- What is expected:
Please pull out every line below that contains the word "wide".

(Records excerpted from a collection)
########

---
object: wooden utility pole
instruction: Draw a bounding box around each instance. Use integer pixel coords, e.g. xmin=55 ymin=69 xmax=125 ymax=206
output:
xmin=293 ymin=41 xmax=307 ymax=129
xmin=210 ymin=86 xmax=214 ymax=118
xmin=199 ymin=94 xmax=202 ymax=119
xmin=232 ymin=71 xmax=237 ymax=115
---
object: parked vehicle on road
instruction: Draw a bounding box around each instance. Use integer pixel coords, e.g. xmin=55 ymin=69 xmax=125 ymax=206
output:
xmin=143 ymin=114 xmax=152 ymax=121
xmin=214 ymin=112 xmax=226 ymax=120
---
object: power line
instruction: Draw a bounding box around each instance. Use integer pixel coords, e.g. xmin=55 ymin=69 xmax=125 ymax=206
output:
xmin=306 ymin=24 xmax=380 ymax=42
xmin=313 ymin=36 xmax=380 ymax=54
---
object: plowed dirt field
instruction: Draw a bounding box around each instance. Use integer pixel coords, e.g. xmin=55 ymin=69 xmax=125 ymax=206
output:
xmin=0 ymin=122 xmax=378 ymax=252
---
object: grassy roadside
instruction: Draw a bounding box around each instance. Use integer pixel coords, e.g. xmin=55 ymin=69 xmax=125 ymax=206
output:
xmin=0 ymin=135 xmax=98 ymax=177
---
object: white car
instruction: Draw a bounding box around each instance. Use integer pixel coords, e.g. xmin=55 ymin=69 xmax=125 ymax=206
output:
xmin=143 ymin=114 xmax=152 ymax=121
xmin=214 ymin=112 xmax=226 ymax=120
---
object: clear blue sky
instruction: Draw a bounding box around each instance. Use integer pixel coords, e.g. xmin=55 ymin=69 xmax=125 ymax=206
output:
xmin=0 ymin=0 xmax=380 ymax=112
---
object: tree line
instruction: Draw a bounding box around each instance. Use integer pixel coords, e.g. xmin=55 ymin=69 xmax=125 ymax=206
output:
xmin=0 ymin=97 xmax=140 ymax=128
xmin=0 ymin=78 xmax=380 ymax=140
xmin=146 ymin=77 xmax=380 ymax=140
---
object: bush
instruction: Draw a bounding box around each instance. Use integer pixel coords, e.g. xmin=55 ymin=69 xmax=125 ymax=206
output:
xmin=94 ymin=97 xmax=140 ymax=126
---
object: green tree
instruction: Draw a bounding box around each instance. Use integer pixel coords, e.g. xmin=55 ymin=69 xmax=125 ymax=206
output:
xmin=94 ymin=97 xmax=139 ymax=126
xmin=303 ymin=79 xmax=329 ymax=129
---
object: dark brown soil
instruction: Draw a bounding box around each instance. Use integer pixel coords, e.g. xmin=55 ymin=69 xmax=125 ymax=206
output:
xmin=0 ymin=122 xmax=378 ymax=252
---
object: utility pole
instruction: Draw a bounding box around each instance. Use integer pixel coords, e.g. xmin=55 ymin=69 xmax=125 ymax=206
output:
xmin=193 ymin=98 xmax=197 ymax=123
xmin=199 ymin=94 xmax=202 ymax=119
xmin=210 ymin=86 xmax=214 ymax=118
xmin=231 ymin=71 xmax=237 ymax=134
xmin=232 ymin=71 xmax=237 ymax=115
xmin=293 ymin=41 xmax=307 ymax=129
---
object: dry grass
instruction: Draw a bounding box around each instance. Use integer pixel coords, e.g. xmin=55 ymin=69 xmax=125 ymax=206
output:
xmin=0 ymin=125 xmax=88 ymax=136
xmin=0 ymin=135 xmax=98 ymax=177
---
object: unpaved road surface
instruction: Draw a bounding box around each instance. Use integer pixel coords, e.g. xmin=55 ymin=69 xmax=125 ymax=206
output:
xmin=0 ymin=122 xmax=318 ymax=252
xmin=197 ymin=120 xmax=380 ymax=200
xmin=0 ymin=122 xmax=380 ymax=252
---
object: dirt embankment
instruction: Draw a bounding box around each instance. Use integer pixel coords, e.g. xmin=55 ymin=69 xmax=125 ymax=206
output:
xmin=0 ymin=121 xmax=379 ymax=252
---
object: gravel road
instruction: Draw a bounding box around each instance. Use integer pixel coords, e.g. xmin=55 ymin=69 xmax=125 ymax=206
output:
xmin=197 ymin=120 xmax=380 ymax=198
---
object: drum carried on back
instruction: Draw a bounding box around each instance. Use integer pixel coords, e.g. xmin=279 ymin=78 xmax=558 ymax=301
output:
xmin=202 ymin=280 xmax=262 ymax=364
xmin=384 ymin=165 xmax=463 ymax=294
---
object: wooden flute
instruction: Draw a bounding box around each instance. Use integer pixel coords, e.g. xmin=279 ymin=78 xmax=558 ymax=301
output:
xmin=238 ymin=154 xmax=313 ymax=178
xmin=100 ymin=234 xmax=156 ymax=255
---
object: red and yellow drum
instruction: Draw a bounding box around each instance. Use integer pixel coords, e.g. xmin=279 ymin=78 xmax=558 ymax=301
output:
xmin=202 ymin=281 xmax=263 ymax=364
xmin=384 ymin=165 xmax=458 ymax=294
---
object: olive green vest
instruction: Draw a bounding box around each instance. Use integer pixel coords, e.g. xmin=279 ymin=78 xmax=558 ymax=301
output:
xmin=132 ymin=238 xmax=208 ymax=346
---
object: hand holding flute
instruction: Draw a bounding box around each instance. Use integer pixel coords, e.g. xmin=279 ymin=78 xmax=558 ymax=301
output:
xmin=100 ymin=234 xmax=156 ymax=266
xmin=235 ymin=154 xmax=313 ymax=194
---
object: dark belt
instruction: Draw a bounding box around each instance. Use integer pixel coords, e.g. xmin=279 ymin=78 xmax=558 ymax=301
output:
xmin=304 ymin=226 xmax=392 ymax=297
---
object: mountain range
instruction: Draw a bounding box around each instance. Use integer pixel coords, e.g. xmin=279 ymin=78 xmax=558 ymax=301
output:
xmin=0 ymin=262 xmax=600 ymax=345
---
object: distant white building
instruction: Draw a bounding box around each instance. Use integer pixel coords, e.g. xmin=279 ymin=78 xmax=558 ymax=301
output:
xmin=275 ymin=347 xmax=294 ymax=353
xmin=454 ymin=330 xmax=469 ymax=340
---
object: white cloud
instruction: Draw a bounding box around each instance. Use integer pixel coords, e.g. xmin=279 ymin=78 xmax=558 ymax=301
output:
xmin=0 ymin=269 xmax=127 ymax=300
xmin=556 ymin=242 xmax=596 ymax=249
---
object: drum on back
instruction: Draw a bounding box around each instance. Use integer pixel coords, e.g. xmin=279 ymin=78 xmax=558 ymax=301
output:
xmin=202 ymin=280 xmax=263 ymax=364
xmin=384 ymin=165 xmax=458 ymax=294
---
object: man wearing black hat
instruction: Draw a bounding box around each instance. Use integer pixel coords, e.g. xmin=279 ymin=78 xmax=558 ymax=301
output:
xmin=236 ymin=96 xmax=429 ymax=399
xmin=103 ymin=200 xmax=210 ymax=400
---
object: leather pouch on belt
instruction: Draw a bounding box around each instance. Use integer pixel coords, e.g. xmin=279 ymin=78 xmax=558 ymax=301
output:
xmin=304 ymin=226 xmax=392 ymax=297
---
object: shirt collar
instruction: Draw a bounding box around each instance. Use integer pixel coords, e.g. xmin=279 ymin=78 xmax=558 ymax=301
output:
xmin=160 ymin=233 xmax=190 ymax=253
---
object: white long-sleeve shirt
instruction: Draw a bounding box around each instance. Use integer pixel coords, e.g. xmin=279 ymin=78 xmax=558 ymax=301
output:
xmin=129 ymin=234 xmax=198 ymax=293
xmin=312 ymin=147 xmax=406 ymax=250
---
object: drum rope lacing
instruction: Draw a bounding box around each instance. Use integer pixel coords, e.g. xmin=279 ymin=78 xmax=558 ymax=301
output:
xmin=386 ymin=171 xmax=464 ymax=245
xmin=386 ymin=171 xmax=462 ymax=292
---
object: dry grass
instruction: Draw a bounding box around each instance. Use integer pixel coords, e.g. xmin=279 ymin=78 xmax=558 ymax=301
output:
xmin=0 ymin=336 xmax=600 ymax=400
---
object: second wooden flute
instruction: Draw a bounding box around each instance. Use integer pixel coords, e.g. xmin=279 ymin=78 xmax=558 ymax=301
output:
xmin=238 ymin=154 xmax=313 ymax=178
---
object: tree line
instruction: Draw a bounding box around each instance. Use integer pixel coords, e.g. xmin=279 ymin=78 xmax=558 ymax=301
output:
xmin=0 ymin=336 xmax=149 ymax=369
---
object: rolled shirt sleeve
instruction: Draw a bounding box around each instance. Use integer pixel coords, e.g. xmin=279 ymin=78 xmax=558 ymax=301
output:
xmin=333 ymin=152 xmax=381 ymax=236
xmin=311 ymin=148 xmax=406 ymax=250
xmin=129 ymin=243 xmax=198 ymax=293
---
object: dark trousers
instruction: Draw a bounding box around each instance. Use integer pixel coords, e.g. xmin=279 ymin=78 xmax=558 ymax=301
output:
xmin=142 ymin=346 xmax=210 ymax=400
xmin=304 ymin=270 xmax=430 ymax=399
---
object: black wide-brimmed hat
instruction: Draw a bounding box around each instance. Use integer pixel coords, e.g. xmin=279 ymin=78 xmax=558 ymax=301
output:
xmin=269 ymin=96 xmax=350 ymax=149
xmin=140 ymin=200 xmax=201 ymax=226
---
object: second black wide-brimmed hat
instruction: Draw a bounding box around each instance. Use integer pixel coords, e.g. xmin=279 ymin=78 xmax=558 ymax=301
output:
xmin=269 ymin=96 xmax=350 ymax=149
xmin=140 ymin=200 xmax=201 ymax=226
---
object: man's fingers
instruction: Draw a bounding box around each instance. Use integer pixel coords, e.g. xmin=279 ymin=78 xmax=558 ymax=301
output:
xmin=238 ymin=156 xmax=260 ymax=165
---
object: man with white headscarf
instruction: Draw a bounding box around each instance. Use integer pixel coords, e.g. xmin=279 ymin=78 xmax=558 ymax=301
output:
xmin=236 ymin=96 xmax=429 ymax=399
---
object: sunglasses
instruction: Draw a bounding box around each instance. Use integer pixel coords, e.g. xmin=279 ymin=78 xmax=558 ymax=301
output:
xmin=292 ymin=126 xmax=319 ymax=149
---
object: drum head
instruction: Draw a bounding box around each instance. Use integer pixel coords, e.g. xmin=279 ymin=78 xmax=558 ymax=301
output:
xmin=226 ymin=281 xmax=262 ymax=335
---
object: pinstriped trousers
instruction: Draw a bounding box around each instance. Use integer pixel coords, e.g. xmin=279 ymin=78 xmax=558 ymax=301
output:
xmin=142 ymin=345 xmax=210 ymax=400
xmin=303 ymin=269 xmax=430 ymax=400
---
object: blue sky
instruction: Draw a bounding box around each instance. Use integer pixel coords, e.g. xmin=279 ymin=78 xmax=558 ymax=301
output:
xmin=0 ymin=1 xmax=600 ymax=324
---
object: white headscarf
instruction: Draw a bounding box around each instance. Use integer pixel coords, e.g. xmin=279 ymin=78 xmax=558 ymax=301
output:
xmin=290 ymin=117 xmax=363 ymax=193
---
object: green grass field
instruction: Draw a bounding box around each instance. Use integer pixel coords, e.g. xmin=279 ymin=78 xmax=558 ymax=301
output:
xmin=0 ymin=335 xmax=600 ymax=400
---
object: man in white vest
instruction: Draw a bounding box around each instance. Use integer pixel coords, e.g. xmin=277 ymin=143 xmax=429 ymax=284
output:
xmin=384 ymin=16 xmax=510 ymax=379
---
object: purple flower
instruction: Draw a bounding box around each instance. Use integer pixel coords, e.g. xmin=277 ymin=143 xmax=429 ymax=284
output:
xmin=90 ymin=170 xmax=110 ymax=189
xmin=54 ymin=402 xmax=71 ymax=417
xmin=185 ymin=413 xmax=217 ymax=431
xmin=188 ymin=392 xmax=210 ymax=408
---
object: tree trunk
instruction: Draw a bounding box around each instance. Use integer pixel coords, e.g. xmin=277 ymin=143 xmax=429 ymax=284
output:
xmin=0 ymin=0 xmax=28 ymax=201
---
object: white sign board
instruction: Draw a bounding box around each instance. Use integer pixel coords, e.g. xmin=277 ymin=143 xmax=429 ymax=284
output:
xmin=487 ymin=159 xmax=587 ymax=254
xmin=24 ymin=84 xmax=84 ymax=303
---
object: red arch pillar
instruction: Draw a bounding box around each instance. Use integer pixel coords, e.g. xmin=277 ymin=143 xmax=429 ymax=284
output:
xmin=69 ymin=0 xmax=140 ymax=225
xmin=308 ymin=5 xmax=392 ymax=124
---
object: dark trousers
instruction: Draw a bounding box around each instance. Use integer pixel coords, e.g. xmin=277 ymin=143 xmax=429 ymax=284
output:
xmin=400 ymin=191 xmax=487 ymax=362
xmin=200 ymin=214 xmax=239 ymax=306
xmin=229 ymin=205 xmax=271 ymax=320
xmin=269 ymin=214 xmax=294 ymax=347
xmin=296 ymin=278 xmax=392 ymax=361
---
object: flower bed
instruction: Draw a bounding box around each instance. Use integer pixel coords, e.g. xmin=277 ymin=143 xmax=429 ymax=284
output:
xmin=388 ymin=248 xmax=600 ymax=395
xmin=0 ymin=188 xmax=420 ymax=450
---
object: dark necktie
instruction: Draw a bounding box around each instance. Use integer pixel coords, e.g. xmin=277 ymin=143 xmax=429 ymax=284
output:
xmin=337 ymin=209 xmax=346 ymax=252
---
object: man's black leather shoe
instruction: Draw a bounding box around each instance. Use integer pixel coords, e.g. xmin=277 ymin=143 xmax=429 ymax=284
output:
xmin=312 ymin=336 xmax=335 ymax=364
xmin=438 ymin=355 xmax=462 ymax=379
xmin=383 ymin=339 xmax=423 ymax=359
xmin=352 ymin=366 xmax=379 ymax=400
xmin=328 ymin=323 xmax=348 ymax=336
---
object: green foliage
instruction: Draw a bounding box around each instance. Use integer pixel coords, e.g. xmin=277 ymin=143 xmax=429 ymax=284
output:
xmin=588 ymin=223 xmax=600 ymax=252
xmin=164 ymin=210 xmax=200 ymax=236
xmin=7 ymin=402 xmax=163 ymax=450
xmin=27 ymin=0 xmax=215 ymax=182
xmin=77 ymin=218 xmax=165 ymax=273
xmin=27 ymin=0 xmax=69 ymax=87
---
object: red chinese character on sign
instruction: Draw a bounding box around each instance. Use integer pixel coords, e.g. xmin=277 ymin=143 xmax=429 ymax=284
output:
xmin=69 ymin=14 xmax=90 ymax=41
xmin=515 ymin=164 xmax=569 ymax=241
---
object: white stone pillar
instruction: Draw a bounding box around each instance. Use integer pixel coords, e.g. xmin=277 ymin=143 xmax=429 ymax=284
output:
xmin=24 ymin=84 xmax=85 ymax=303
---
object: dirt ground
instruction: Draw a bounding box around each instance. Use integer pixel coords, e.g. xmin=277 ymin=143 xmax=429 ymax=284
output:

########

- Complete answer:
object: black wide-brimmed hat
object: second black wide-brimmed hat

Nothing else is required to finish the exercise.